- TO DO -
1/ Answer these questions using the quasigroup article:
(a) What is a quasigroup that has an identity element called?
(b) What names are given to the operations '\' and '/'?
(c) Under what condition do quasigroups form a variety?
2/ According to the quasigroup article, why is the Cayley table of a finite quasigroup a Latin square?
3/ Extract everything in the quasigroup article from "In mathematics, especially" down to "defines a quasigroup as having three primitive operations.".

- SELECTED TEXT -
= Quasigroup =

Magma obeying the Latin square property

In mathematics, especially in abstract algebra, a quasigroup is an algebraic structure that resembles a group in the sense that "division" is always possible. Quasigroups differ from groups mainly in that the associative and identity element properties are optional. In fact, a nonempty associative quasigroup is a group.

A quasigroup that has an identity element is called a loop.

== Definitions ==
There are at least two structurally equivalent formal definitions of a quasigroup:
- One defines a quasigroup as a set with one binary operation.
- The other, from universal algebra, defines a quasigroup as having three primitive operations.

The homomorphic image of a quasigroup that is defined with a single binary operation, however, need not be a quasigroup, in contrast to a quasigroup as having three primitive operations. We begin with the first definition.

=== Algebra ===

A quasigroup (Q, ∗) is a set Q with a binary operation ∗ (that is, a magma, indicating that a quasigroup has to satisfy the closure property), obeying the Latin square property. This states that, for each a and b in Q, there exist unique elements x and y in Q such that both
$$a \ast x = b$$
$$y \ast a = b$$
hold. (In other words: Each element of the set occurs exactly once in each row and exactly once in each column of the quasigroup's multiplication table, or Cayley table. This property ensures that the Cayley table of a finite quasigroup, and, in particular, a finite group, is a Latin square.) The requirement that x and y be unique can be replaced by the requirement that the magma be cancellative. (Note: For clarity, cancellativity alone is insufficient: the requirement for existence of a solution must be retained.)

The unique solutions to these equations are written x = a \ b and y = b / a. The operations '\' and '/' are called, respectively, left division and right division. With regard to the Cayley table, the first equation (left division) means that the b entry in the a row is in the x column while the second equation (right division) means that the b entry in the a column is in the y row.

The empty set equipped with the empty binary operation satisfies this definition of a quasigroup. Some authors accept the empty quasigroup, but others explicitly exclude it.

=== Universal algebra ===
Given some algebraic structure, an identity is an equation in which all variables are tacitly universally quantified, and in which all operations are among the primitive operations proper to the structure. Algebraic structures that satisfy axioms that are given solely by identities are called varieties. Many standard results in universal algebra hold only for varieties. Quasigroups form a variety if left and right division are taken as primitive.

[Coordinate annotation entries]
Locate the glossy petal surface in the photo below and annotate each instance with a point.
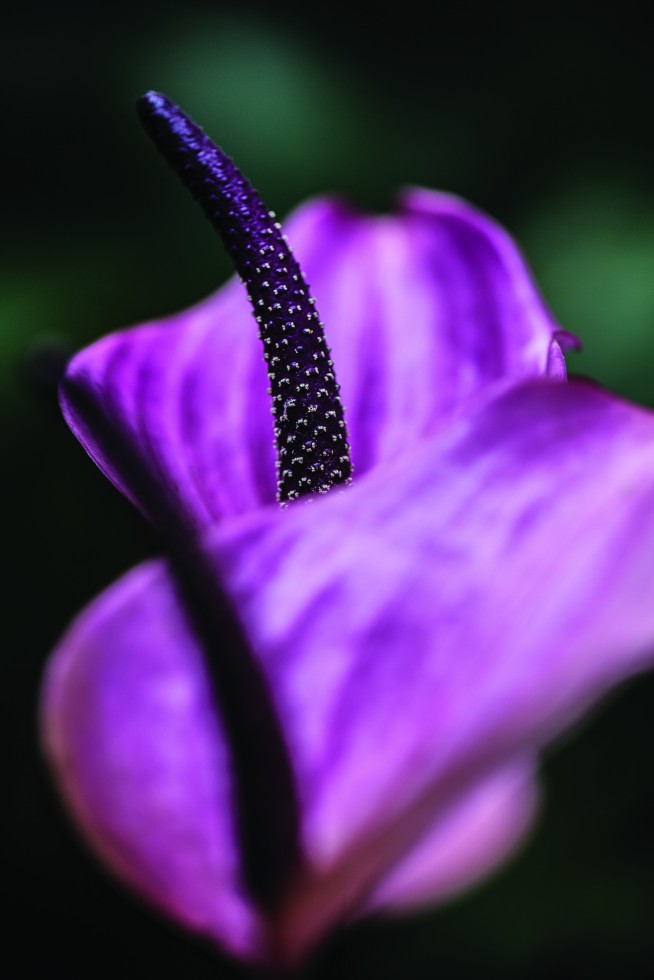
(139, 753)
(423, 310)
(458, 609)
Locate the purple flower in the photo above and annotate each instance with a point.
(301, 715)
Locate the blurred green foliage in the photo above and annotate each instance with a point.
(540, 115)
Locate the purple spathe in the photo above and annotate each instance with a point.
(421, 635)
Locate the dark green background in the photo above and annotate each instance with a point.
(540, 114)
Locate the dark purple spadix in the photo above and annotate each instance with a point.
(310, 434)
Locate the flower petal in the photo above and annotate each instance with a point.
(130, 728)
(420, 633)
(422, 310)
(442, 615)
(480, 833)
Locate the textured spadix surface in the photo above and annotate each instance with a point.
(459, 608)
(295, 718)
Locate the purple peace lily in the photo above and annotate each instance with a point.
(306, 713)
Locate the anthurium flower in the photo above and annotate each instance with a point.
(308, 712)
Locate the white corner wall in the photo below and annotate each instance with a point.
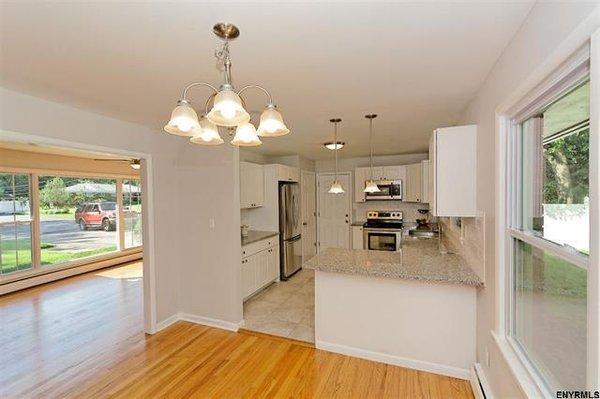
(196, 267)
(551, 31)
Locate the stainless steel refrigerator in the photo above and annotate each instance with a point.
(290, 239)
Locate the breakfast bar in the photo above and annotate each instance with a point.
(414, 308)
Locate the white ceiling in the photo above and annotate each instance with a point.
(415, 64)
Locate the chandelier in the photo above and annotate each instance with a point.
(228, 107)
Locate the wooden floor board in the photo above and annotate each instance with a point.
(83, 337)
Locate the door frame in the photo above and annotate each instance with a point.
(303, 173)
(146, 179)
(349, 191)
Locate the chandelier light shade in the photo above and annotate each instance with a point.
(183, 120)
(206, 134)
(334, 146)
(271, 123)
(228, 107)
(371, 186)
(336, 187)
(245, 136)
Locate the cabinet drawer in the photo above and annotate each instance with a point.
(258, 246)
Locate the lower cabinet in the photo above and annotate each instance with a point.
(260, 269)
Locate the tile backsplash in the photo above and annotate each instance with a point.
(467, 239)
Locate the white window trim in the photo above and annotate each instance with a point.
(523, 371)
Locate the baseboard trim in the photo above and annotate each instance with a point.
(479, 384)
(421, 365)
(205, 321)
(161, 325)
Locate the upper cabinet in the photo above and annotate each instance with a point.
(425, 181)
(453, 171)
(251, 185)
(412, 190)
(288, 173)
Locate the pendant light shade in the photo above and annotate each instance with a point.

- PER-TASK ANSWERS -
1/
(a) A loop.
(b) Left division and right division, respectively.
(c) When left and right division are taken as primitive.

2/ The Latin square property guarantees that each element of the set occurs exactly once in each row and exactly once in each column of the quasigroup's Cayley table. That is what ensures the table of a finite quasigroup, including a finite group, is a Latin square.

3/
In mathematics, especially in abstract algebra, a quasigroup is an algebraic structure that resembles a group in the sense that "division" is always possible. Quasigroups differ from groups mainly in that the associative and identity element properties are optional. In fact, a nonempty associative quasigroup is a group.

A quasigroup that has an identity element is called a loop.

== Definitions ==
There are at least two structurally equivalent formal definitions of a quasigroup:
- One defines a quasigroup as a set with one binary operation.
- The other, from universal algebra, defines a quasigroup as having three primitive operations.